Text section:
##########

The budget showdown looming in Washington now, threatening to shut down the government on Friday seems to hardly recognize the expenditure by the US in FY2011 of $119 Billion in Afghanistan, which has a GDP of just $14 billion.
No matter how the Obama administration wants to frame the challenge, the US is currently tethered to a partner in Afghanistan whose friends and associates ferret money out of the country as fast as the U.S. is pumping it in.
I’m not anti-corruption in all cases. Corruption can work in nations where there are no functioning markets and can move people and interests faster in some cases than markets — but the key to development is that money needs to stick inside a country and not to escape out into offshore accounts and assets. During its high speed development, Japan was probably the most successful structurally corrupt nation in the world — but it very high walls limiting capital flight. We don’t have that in Afghanistan.
And the key to what happens in Afghanistan, according to Joint Chiefs of Staff Chairman Admiral Mike Mullen and Afghanistan Commander General David Petraeus, is Pakistan’s ability to neutralize the insurgent pockets along the Afghanistan-Pakistan border.
NYU School of Law’s Center on Law & Security has sent out a note this morning highlighting a semiannual White House report issued to Congress on Pakistan’s progress — which the White House reports is bleak:

A semiannual White House report to Congress suggests that Pakistan is making little progress against militants and that the country has “no clear path toward defeating the insurgency,” according to multiple reports. The AP reports that the Pakistani Army’s failure to clear border regions of militants was cited as a key problem, and the AFP quotes the report as stating that “[w]hat remains vexing is the lack of any indication of ‘hold’ and ‘build’ planning or staging efforts to complement ongoing clearing operations.”

##########

Information shown:
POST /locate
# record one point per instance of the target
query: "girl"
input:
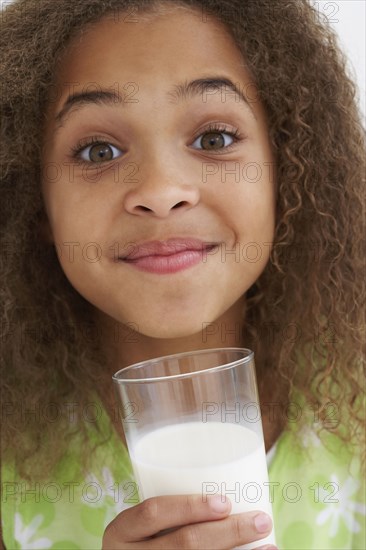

##########

Goal: Rewrite the Afghanistan text between "The budget showdown" and "just $14 billion.", inclusive, changing "Friday" to "Monday". Rely on the Afghanistan text alone.

Response to the task:
The budget showdown looming in Washington now, threatening to shut down the government on Monday seems to hardly recognize the expenditure by the US in FY2011 of $119 Billion in Afghanistan, which has a GDP of just $14 billion.